__Activity__.
Without dropping or altering a single word, give the listing again.
=== Dataset entries ===
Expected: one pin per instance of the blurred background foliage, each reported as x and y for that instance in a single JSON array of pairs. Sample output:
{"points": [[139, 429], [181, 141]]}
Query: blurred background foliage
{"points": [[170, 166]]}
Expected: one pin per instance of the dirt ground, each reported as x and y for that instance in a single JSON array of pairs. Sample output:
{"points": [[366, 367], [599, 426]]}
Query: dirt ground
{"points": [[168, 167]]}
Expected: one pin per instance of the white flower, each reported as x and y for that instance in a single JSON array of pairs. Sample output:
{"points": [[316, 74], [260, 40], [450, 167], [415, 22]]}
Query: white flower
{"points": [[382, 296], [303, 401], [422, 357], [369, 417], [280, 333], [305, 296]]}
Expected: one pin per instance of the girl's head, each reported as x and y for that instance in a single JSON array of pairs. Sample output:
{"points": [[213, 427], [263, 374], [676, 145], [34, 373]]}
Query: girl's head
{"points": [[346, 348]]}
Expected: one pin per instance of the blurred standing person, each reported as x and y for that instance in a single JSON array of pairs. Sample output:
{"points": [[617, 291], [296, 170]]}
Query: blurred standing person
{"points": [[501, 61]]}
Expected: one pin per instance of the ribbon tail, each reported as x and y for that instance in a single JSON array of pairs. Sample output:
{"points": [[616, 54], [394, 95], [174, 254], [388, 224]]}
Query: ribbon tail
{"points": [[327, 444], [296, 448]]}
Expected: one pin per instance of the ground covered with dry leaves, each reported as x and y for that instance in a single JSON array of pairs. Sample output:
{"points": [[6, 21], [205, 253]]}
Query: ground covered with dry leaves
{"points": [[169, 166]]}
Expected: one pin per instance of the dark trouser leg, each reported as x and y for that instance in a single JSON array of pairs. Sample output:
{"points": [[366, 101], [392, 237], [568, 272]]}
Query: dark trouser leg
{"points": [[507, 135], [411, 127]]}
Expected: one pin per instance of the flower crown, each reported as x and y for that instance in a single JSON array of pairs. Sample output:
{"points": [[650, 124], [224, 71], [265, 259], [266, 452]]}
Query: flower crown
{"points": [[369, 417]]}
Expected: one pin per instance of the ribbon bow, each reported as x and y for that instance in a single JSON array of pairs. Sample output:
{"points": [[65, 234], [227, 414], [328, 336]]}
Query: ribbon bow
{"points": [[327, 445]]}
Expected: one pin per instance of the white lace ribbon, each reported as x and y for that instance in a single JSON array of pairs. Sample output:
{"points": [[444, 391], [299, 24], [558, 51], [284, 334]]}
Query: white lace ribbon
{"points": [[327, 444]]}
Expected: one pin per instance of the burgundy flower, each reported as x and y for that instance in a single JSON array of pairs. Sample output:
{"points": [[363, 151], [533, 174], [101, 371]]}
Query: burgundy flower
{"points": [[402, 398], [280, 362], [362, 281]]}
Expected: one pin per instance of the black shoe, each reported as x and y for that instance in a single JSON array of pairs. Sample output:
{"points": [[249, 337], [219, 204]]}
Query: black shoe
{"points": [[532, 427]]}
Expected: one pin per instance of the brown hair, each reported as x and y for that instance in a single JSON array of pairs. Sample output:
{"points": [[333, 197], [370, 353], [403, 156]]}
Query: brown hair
===
__Solution for this task__.
Expected: one pin per instance of the blurred background foliage, each reported as x and y for that instance in a single JSON array of pairs. Sample output:
{"points": [[139, 429], [181, 141]]}
Query: blurred background foliage
{"points": [[170, 166]]}
Expected: one pin per instance of the dirt ground, each reported as x and y for that instance in a single JSON array of pairs. Sample output:
{"points": [[366, 367], [599, 426]]}
Query: dirt ground
{"points": [[168, 167]]}
Expected: one pin per instance of the white flower, each reported as x and y for that instance in a single JSON array of pairs. Sample output:
{"points": [[316, 74], [260, 40], [450, 167], [415, 22]]}
Query: white flower
{"points": [[382, 296], [303, 401], [422, 357], [369, 417], [280, 333], [305, 296]]}
Expected: one pin per instance of the girl's head, each reported as x and y for that instance in a single JSON array of pairs. Sample output:
{"points": [[213, 427], [263, 374], [676, 145], [34, 373]]}
Query: girl's head
{"points": [[346, 348]]}
Expected: one pin per instance of the blurred standing person, each reported as x and y for that instance in a single JSON array of pairs. Sample output:
{"points": [[617, 291], [296, 170]]}
Query: blurred standing person
{"points": [[501, 61]]}
Expected: one pin per instance of the ribbon tail, each reported as x and y for that instance in a single JSON array of pairs. Sample output:
{"points": [[616, 54], [394, 95], [174, 254], [388, 224]]}
Query: ribbon tail
{"points": [[327, 444], [296, 448]]}
Expected: one pin per instance of the ground covered with dry leaves, each reported as x and y for that instance in a single JSON array of pairs. Sample output:
{"points": [[6, 21], [205, 253]]}
Query: ground covered with dry leaves
{"points": [[169, 166]]}
Expected: one pin per instance of the dark trouser leg, each reported as x and y for that instance in a single JSON array of pairs. Sample output:
{"points": [[366, 101], [392, 237], [568, 272]]}
Query: dark trouser leg
{"points": [[507, 135], [411, 127]]}
Expected: one pin per instance of the flower crown, each reported as x and y for that instance in a single JSON array of pairs. Sample output:
{"points": [[650, 124], [224, 71], [265, 259], [266, 452]]}
Query: flower crown
{"points": [[369, 417]]}
Expected: one pin per instance of the ribbon bow, each reported as x and y for that instance in a single JSON array of pairs. Sample output:
{"points": [[65, 234], [227, 414], [328, 336]]}
Query: ribbon bow
{"points": [[327, 445]]}
Expected: one pin per instance of the white lace ribbon, each reported as x and y for that instance in a single JSON array of pairs. Sample output:
{"points": [[444, 391], [299, 24], [558, 51], [284, 334]]}
Query: white lace ribbon
{"points": [[327, 444]]}
Expected: one pin per instance of the burgundy flower, each reported as x and y for that instance in a single JSON array of pairs. Sample output:
{"points": [[363, 151], [533, 174], [101, 371]]}
Query: burgundy flower
{"points": [[402, 398], [280, 362], [362, 281]]}
Expected: one pin per instance of the black shoe, each reported as x and y for that instance in a single JSON array of pairs. Sample output:
{"points": [[249, 337], [219, 204]]}
Query: black shoe
{"points": [[532, 427]]}
Expected: one pin per instance of the brown hair, each reported as x and y for that instance in a single JSON array of pairs. Sample output:
{"points": [[333, 197], [370, 353], [403, 156]]}
Query: brown hair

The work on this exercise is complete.